Exercise tasks:
1) Answer these questions from the medical report passage, each on its own line:
(a) Which ground duties would the husband trial in the Spring?
(b) On what date was Dr Byrne's report written?
(c) Before what date is a return to flying duties considered a realistic prospect?
2) Rewrite the paragraph of the medical report passage that begins "After a 19 month absence" as a short bulleted list that keeps its main facts.
3) From the medical report passage, return word for word the part that opens with "[The husband] is" and closes with "of his Consultant.".

If recovery continues, it will be advisable as part of a rehabilitation plan, for [the husband] in the Spring to trial A4 ground duties to prove his fitness to resume flying.

Given the guarded expectation of recovery, this case does not currently satisfy the criteria for an ill-health pension.”

33.

In his report dated 23 February 2007 Dr Byrne, who had re-assessed the husband, said:

“After a 19 month absence with a medical condition, that is protected by the [Disability Discrimination Act], there is now emerging evidence of substantial improvement. His recovery is not yet complete and the main risk to the rehabilitation plan is a setback, although this is considered unlikely providing his legal difficulties conclude as hoped. There is now a realistic prospect of a return to flying duties before the 8th August 2007. This view is supported by both his Consultant and the [Civil Aviation Authority] and welcomed by the pilot.

[The husband] is fully aware that CAA recertification depends entirely upon a full unequivocal completion of his recovery and the need for satisfactory CAA assessment 2 months after stopping medication. I agree that the end of his divorce proceedings (now rescheduled for the 3rd April) should be enormously beneficial as it is then planned to gradually discontinue his medication (over two months) under the supervision of his Consultant.

Source data:
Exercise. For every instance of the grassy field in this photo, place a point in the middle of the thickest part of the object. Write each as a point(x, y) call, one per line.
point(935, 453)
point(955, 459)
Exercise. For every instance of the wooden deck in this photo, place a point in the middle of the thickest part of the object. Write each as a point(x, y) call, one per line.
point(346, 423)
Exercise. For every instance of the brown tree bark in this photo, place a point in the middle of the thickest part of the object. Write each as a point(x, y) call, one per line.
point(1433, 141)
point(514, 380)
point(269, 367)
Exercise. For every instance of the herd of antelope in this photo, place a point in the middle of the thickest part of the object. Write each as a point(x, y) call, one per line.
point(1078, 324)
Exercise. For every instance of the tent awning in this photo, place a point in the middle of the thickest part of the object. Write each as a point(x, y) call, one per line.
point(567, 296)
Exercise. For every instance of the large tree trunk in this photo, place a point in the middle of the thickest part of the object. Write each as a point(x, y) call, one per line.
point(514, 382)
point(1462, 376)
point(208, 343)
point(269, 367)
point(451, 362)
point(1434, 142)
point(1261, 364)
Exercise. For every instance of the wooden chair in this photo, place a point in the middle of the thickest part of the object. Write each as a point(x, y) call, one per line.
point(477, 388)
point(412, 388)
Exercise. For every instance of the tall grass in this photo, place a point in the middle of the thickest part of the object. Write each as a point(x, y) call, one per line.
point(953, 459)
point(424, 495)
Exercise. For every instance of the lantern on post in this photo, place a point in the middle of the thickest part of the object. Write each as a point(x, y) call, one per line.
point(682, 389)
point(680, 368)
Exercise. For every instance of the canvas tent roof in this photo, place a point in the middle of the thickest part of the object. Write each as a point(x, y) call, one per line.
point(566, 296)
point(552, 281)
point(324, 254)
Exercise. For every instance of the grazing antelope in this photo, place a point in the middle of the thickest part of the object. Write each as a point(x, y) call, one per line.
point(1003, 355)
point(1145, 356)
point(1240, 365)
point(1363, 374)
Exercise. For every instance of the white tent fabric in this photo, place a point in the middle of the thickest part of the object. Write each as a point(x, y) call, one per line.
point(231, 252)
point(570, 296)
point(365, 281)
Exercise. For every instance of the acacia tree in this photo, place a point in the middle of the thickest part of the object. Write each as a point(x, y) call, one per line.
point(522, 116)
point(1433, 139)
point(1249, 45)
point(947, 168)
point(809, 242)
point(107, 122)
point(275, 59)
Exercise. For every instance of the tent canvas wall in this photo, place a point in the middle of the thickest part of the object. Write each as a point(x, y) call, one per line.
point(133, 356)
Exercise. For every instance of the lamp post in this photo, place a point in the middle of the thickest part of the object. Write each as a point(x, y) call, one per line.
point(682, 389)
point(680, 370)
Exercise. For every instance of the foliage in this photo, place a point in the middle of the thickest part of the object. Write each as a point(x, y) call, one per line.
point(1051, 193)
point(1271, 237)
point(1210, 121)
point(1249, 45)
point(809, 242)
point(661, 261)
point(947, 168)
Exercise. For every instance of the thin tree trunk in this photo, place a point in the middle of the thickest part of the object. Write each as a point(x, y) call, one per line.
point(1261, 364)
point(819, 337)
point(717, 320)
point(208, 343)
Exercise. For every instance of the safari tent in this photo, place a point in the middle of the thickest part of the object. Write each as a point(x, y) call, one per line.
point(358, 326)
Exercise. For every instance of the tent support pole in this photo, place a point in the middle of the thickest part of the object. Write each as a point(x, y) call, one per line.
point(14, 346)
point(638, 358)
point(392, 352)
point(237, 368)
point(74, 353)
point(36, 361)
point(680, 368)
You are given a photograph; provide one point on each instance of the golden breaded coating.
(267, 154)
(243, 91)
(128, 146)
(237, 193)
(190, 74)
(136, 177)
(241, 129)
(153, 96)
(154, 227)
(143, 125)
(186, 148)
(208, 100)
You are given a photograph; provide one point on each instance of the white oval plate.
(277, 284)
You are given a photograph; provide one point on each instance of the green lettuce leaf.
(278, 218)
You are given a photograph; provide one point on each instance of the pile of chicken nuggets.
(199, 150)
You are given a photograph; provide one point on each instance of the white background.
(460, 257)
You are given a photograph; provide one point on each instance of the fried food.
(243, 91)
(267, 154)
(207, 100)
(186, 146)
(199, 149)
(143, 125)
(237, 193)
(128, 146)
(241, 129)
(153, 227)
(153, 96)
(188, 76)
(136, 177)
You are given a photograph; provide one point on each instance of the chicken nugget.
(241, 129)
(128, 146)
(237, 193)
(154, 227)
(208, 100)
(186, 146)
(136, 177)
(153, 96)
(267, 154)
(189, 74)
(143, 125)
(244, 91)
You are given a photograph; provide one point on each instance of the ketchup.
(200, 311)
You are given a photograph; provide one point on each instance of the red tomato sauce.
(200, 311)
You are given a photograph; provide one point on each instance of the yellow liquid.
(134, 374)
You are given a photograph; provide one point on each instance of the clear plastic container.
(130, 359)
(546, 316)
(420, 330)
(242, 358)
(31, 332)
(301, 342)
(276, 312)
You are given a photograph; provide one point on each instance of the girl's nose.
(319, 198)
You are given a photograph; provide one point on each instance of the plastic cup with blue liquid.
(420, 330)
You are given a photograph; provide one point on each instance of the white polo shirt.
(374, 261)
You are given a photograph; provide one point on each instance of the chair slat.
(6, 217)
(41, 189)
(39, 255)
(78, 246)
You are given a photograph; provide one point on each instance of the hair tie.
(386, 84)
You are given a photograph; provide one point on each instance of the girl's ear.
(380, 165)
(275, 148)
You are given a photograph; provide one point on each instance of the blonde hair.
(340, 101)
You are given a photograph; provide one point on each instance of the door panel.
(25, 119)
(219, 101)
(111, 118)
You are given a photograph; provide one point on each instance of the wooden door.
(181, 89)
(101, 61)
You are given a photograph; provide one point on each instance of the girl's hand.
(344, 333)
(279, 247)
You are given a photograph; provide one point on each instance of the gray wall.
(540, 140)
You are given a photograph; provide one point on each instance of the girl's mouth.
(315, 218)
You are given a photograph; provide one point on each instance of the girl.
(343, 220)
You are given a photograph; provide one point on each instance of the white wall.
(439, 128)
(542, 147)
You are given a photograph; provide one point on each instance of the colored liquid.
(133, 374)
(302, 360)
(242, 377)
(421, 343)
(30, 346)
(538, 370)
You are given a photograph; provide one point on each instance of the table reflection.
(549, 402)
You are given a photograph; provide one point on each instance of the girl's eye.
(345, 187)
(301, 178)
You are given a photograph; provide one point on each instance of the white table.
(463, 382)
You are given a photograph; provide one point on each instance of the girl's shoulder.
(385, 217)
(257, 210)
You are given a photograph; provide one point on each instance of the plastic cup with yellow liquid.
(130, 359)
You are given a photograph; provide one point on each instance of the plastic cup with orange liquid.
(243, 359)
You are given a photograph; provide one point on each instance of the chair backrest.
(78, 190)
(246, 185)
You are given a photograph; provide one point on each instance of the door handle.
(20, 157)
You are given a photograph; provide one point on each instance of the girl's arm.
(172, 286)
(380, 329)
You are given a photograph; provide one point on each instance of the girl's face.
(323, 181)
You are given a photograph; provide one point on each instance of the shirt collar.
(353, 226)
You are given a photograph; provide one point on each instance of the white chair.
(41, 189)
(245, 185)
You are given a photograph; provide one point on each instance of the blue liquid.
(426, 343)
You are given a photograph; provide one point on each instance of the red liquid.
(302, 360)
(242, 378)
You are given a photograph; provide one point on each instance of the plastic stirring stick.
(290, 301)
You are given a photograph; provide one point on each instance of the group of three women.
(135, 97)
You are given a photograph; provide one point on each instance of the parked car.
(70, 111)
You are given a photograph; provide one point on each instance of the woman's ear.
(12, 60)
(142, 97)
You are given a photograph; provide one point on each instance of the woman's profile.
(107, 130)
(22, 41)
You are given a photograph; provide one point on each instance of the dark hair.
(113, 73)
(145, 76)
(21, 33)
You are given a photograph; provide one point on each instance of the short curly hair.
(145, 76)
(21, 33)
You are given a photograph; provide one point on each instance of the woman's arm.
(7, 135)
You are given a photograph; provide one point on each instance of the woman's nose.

Expected outputs:
1)
(a) A4 ground duties
(b) 23 February 2007
(c) The 8th August 2007

2)
- After a 19-month absence with a medical condition protected by the Disability Discrimination Act, there is emerging evidence of substantial improvement.
- Recovery is not yet complete. The main risk to the rehabilitation plan is a setback, which is considered unlikely provided his legal difficulties conclude as hoped.
- There is a realistic prospect of a return to flying duties before 8 August 2007.
- His Consultant and the Civil Aviation Authority support this view, and the pilot welcomes it.

3)
[The husband] is fully aware that CAA recertification depends entirely upon a full unequivocal completion of his recovery and the need for satisfactory CAA assessment 2 months after stopping medication. I agree that the end of his divorce proceedings (now rescheduled for the 3rd April) should be enormously beneficial as it is then planned to gradually discontinue his medication (over two months) under the supervision of his Consultant.